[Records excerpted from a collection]
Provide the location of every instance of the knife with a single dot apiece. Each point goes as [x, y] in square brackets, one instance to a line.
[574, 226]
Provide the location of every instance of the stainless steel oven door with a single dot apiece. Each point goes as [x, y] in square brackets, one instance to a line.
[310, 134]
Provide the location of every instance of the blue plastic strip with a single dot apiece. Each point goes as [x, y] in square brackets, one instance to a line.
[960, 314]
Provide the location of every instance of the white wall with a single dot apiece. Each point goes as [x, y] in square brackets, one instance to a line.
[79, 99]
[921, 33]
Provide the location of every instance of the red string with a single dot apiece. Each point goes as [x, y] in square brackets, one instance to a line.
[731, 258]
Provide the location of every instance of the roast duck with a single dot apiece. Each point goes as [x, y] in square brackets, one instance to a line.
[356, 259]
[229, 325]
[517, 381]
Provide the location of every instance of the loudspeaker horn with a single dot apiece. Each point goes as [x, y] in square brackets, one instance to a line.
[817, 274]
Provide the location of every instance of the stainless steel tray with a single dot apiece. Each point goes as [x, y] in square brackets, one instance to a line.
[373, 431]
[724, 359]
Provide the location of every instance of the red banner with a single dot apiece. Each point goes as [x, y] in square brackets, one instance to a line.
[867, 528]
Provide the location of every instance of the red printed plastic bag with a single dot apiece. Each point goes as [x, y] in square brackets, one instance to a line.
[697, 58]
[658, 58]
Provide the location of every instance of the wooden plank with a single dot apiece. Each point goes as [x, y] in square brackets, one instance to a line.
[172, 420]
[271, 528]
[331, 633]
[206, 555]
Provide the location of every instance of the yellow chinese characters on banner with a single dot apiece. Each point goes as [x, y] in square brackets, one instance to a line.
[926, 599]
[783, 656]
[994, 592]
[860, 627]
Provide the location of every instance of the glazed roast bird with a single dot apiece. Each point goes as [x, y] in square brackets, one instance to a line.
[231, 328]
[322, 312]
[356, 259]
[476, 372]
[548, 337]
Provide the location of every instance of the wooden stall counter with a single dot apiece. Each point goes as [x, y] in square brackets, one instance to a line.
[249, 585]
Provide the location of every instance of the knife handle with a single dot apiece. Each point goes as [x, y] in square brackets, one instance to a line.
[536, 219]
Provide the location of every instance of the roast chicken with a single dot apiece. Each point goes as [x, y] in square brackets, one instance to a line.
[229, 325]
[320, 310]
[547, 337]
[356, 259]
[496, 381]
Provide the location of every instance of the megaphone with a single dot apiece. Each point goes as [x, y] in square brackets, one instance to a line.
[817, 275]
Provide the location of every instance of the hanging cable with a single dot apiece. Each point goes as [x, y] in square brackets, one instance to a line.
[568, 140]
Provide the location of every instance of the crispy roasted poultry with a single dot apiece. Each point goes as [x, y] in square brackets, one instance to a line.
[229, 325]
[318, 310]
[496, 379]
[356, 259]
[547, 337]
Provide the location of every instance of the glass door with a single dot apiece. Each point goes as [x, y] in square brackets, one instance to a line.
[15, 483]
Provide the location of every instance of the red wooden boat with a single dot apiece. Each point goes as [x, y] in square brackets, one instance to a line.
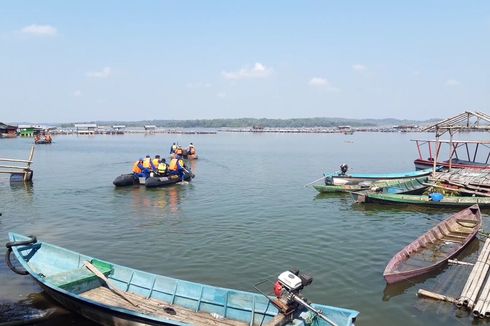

* WRITTEN REQUEST: Pick out each line in the data above that contains the word "wooden" and copy those lines in full.

* EXERCISE SOLUTION:
Provide the location of every instance of the wooden plank with a single dot apiece. Each point goes as [x, y] in square brackets, one instance to a line.
Provide the location of every instance of the wooden stall counter with a single dot apiece. Each point goes as [x, y] in square brackets, one instance to a line.
Provide the location of every instance of the red wooden boat with a single dot apiece. Each point goes as [x, y] in square brackets, one instance to a line.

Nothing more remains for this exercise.